**GIVEN TEXT:**
The tenth annual Galveston Brain Injury Conference, set for May 5-7 at Moody Gardens, will focus on the diagnosis, treatment and mechanisms of  blast-induced brain injury.

The conference is an invitational event sponsored by the Center for Rehabilitation Sciences and the School of Health Professions at the University of Texas Medical Branch at Galveston in collaboration with the Transitional Learning Center in Galveston. The TLC is a residential rehabilitation and treatment center that provides comprehensive services for persons who have suffered acute brain injuries.

“Blast-induced brain injury is the signature injury of the conflicts in Iraq and Afghanistan, and it is our hope that the conference will enhance collaborative relationships and continue to encourage much needed research on evaluation, treatment and recovery,” said Elizabeth Protas, vice president and dean of the UTMB School of Health Professions.

**ASSIGNMENT:**
Can you retype the brain injury conference announcement word for word, starting with "The tenth annual" and going on through "acute brain injuries."?

**DATA EXTRACTS:**
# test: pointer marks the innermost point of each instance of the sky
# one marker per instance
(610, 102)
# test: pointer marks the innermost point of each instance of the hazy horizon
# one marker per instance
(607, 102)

**RESPONSE AREA:**
The tenth annual Galveston Brain Injury Conference, set for May 5-7 at Moody Gardens, will focus on the diagnosis, treatment and mechanisms of  blast-induced brain injury.

The conference is an invitational event sponsored by the Center for Rehabilitation Sciences and the School of Health Professions at the University of Texas Medical Branch at Galveston in collaboration with the Transitional Learning Center in Galveston. The TLC is a residential rehabilitation and treatment center that provides comprehensive services for persons who have suffered acute brain injuries.